## [Passage provided]
The squadron moved south again in early 1944, then under the command of Squadron Leader A S Mann DFC, regaining its North American Mustang Mk.IA aircraft and initially being based at North Weald.  Operational activity at this time was largely focussed on reconnaissance against the German V1 flying bombs sites then starting to appear in France and aircraft from the squadron were responsible for obtaining some of the first, clear, low level photography of V1 launching sites in France.  Activity continued into early 1944 with an air to air gunnery course in Wales during February and a move to RAF Sawbridgeworth at the beginning of March 1944. The squadron then attended a naval gunfire direction course at Dundonald in Scotland in late March to early April.  The squadron then moved to RAF Gatwick and commenced intensive reconnaissance operations in preparation for the invasion.  Many sorties were conducted at extremely low level against a range of targets, including enemy coastal defence positions, lines of communication, major enemy supply centres, radar sites and enemy airfields.  Again losses were incurred, but the squadron was also scoring against the enemy.  In the period immediately before D-Day, aircraft from the Squadron conducted special last minute sorties to check on the state of German defensive preparations in the immediate area of the planned invasion.

For D-Day, 6 June 1944, the squadron initially operated providing naval gunnery spotting and direction for units of the Home Fleet bombarding enemy defences operating out of RNAS Lee-on-Solent, and then later in the day switched to tactical reconnaissance searching out enemy reinforcements and units in the area behind the beachhead, with sorties late in the evening as far east as the western outskirts of Paris. The squadron suffered one recorded loss on D-Day, a pilot who was returning to base with aircraft engine problems went missing over the Channel. The tactical reconnaissance role in support of the invading Allied armies, and primarily the First Canadian Army, was to continue as the main role for the squadron for the remainder of the war.

In July 1944 the squadron started to re-equip with another aircraft type, this time the Hawker Typhoon FR.Ib, a variant of the Hawker Typhoon fighter bomber and ground attack aircraft.  The Typhoon was a different ‘beast’ to the squadron's beloved Mustangs, and met a mixed reception.  Given the shorter operational range of the Typhoon compared to the Mustang and generally inferior quality of the reconnaissance photography from the Typhoon brought about by the transmission of engine vibrations to the airframe, the Typhoon FR.Ib only ever equipped one flight of the squadron, the other two flights continuing to operate Mustang Mk.IA aircraft.  The Typhoon eventually proved not to be suitable for the tactical reconnaissance role, and they were retired from the squadron by the end of November 1944 to be replaced by more Mustangs, this time the North American Mustang Mk.II.

## [Supplied data]

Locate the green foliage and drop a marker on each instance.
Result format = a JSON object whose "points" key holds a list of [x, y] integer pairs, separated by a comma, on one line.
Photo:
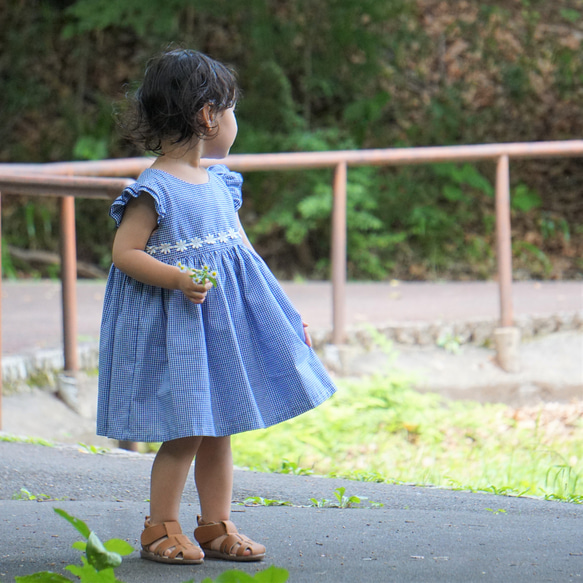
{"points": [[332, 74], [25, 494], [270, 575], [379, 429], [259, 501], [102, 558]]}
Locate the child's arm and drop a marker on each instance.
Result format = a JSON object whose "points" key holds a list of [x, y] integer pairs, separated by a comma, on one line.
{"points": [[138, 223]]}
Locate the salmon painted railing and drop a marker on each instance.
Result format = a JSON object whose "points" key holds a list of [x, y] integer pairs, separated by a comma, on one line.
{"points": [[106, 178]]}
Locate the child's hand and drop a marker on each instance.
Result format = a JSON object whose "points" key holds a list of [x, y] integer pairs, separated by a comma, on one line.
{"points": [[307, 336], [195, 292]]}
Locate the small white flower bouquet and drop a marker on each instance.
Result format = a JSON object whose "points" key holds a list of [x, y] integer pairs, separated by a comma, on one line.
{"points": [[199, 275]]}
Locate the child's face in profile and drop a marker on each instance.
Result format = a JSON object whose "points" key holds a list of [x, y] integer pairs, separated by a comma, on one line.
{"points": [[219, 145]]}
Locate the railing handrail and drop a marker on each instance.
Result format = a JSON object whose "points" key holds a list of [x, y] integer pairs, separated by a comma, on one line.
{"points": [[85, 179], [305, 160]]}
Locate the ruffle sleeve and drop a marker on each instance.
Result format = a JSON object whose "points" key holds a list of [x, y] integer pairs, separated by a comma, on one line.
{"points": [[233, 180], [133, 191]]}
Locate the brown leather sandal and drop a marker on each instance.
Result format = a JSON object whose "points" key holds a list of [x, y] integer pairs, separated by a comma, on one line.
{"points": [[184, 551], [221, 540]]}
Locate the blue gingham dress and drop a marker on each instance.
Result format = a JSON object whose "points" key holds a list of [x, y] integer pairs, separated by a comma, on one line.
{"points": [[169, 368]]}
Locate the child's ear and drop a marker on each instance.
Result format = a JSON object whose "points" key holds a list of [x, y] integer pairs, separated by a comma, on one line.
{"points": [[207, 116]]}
* * *
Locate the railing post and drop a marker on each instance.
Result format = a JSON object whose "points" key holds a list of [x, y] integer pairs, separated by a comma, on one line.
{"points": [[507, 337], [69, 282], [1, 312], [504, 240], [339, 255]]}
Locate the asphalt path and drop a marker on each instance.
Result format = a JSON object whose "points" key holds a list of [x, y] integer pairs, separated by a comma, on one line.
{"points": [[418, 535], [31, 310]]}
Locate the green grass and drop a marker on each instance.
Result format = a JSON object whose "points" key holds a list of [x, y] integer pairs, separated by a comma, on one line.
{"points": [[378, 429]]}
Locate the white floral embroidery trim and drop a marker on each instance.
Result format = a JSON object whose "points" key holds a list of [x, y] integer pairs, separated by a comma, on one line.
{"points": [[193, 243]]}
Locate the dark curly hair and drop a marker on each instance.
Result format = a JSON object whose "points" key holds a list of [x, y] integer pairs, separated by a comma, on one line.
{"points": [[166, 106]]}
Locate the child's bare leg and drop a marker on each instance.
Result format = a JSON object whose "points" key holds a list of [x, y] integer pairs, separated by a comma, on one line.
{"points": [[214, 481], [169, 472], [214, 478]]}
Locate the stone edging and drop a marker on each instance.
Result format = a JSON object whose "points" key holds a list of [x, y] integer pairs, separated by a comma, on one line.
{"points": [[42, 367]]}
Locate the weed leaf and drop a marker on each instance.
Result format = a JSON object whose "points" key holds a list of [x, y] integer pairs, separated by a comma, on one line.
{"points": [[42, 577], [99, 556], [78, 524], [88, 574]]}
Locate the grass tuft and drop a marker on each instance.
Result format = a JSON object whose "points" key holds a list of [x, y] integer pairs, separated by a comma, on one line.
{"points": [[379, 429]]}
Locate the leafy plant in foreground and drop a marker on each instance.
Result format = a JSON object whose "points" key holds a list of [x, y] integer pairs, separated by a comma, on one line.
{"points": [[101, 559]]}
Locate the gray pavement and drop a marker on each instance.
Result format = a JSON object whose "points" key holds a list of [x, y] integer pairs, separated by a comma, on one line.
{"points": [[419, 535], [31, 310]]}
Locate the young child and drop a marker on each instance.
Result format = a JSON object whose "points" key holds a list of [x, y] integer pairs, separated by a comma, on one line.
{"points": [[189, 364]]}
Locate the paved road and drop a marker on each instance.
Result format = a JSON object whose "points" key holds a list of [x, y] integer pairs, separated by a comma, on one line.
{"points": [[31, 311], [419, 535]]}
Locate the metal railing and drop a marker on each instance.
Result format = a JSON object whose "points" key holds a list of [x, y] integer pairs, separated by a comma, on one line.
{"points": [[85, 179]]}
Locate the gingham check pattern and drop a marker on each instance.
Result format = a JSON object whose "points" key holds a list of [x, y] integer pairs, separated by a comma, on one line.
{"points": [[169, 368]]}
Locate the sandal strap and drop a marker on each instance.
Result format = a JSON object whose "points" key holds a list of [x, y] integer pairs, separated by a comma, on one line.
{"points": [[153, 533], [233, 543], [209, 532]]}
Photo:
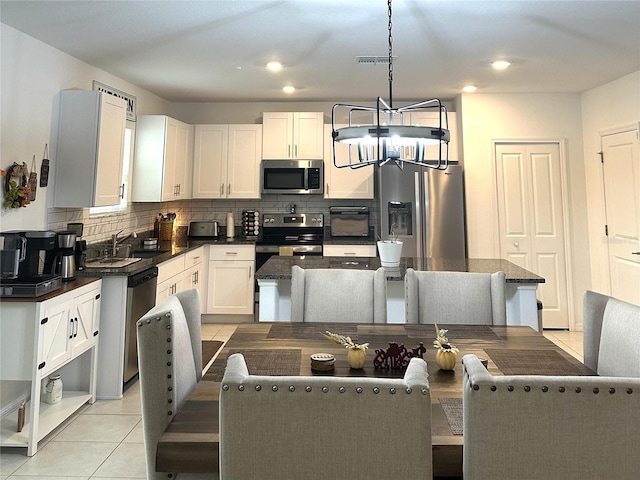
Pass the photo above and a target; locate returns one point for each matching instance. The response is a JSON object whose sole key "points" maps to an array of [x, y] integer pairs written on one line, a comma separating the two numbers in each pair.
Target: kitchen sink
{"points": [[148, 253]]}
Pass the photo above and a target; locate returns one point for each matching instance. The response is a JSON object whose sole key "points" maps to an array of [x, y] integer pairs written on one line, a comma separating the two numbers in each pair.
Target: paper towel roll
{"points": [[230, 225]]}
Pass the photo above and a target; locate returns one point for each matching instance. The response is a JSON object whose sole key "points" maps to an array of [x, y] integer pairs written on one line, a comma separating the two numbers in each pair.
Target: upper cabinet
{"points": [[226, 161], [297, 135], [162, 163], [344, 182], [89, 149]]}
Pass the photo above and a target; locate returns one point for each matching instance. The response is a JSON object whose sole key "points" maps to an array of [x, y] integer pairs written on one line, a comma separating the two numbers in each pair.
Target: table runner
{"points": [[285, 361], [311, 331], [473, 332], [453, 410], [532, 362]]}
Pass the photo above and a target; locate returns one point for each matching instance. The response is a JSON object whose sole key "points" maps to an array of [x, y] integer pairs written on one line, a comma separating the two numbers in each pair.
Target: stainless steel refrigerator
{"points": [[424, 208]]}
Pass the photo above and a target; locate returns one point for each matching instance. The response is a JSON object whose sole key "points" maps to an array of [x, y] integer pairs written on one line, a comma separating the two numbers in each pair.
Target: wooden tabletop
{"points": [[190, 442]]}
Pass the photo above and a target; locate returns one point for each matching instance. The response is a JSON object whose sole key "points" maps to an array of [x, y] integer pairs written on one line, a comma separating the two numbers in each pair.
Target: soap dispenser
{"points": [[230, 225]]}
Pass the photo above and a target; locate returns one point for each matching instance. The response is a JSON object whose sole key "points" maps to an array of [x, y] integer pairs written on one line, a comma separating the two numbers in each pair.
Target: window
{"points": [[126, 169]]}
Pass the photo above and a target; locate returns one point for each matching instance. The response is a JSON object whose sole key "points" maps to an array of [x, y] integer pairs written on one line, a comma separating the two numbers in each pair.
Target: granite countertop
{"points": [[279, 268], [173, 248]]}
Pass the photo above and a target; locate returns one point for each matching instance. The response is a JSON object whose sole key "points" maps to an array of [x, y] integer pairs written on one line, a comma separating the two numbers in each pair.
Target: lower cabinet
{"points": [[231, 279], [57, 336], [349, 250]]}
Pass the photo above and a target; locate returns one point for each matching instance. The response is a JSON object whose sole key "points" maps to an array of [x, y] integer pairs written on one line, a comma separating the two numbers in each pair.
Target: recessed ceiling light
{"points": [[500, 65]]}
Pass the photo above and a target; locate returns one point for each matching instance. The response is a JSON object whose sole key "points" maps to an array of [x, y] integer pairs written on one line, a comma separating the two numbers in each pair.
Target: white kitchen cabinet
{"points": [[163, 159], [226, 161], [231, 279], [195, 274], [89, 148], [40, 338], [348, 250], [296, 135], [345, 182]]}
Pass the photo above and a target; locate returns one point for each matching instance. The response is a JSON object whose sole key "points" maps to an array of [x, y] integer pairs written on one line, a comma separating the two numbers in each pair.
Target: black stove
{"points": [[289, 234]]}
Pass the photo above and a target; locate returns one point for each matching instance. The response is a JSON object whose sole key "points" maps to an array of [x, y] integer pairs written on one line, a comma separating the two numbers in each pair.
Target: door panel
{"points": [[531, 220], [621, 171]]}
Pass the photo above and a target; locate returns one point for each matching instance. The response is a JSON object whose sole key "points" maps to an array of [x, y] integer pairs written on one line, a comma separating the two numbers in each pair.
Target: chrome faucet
==
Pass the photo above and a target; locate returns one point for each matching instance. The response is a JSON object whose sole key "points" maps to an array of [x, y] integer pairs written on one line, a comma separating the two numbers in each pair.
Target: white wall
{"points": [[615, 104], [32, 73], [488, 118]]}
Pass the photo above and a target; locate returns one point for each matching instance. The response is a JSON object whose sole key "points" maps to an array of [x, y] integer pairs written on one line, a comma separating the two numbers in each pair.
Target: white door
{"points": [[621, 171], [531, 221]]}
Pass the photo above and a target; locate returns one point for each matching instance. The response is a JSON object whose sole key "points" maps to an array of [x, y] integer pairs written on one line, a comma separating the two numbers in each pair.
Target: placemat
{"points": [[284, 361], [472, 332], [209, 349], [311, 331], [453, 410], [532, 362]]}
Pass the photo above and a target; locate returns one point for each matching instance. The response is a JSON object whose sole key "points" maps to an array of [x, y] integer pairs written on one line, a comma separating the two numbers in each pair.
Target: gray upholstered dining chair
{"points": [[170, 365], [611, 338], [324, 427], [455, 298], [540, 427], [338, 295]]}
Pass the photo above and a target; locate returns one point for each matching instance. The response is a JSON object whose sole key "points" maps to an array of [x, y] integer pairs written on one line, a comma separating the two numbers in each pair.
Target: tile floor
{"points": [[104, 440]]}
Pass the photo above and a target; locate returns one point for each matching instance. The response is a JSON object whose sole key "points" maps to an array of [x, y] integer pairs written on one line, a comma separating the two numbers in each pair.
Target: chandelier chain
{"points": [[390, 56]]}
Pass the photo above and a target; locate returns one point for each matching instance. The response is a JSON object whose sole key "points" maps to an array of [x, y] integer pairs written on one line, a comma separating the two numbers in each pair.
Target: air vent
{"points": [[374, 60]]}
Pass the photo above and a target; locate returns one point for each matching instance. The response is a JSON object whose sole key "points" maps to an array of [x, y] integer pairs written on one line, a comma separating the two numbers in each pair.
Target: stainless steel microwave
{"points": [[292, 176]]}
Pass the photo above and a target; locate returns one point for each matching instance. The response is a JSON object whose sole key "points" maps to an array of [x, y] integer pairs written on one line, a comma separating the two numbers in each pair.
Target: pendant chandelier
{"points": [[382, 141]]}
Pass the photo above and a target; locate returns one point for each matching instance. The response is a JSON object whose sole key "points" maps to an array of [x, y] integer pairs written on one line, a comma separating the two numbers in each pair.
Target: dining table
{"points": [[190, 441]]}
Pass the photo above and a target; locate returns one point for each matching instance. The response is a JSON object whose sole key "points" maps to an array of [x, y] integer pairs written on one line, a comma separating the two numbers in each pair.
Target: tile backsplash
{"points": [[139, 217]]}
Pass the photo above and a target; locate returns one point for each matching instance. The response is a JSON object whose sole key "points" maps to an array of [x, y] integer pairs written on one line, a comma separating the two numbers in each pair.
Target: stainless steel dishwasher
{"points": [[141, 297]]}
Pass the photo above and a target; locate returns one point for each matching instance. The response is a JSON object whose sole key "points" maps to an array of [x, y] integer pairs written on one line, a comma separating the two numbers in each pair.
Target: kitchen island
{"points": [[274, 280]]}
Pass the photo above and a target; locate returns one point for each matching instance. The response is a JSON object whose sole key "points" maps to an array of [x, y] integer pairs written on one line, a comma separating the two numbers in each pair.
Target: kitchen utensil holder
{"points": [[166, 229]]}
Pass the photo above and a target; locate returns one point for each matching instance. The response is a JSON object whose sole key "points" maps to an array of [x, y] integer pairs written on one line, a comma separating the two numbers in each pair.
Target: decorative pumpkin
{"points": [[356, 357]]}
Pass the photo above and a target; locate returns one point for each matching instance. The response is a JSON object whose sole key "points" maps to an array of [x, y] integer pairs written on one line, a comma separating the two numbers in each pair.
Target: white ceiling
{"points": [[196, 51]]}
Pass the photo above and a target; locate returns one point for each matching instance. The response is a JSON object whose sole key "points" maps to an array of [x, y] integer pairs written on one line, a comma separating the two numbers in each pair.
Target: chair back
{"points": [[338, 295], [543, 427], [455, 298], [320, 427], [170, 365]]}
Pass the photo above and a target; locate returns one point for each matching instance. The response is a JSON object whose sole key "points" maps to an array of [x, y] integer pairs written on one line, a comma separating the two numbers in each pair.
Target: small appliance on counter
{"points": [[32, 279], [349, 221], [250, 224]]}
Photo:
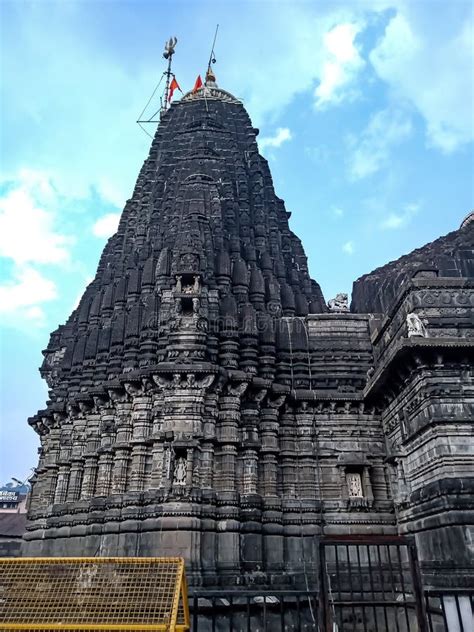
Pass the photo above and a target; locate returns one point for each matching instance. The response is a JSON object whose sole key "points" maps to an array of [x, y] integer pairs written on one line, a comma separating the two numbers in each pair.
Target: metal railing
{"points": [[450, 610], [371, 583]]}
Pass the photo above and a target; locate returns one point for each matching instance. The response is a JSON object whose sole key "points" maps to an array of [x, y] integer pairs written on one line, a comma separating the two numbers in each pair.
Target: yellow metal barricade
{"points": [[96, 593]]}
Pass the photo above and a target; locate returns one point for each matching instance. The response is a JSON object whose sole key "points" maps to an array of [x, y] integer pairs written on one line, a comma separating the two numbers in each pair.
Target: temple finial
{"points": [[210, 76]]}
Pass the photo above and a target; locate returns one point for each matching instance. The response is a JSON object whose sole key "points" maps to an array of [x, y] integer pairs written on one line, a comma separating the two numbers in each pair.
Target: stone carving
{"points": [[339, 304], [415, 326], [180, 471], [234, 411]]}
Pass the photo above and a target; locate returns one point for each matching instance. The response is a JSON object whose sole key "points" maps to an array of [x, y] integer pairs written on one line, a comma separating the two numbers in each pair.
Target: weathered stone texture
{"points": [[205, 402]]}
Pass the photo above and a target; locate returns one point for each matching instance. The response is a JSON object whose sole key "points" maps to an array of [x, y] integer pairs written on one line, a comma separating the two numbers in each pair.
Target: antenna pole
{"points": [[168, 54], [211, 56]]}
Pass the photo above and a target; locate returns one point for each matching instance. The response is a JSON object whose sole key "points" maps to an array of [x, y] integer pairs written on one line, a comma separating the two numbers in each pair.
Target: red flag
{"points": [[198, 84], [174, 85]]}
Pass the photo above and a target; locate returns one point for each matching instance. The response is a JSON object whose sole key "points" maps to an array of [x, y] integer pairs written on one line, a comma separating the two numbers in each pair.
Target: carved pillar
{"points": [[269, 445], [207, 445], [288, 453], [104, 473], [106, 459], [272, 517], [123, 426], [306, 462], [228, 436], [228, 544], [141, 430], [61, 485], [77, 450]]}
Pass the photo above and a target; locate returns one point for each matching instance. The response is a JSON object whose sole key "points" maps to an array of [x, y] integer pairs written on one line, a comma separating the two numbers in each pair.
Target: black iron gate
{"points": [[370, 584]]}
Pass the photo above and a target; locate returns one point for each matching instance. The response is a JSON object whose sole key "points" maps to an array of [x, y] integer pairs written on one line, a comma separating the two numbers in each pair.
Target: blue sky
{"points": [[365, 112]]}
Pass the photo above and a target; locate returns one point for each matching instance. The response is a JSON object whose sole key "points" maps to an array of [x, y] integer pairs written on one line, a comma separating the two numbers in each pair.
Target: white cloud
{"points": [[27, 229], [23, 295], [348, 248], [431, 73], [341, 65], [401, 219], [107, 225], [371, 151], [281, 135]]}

## [Requirement A]
Output, word for word, the section of the squadron history that begins with the words containing "For D-Day, 6" and ends with "of the war.".
## [Requirement B]
Show every line of the entries that contains the word "blue".

## [Final result A]
For D-Day, 6 June 1944, the squadron initially operated providing naval gunnery spotting and direction for units of the Home Fleet bombarding enemy defences operating out of RNAS Lee-on-Solent, and then later in the day switched to tactical reconnaissance searching out enemy reinforcements and units in the area behind the beachhead, with sorties late in the evening as far east as the western outskirts of Paris. The squadron suffered one recorded loss on D-Day, a pilot who was returning to base with aircraft engine problems went missing over the Channel. The tactical reconnaissance role in support of the invading Allied armies, and primarily the First Canadian Army, was to continue as the main role for the squadron for the remainder of the war.

## [Final result B]
Locate the blue gingham dress and drop a marker on each instance.
Target: blue sky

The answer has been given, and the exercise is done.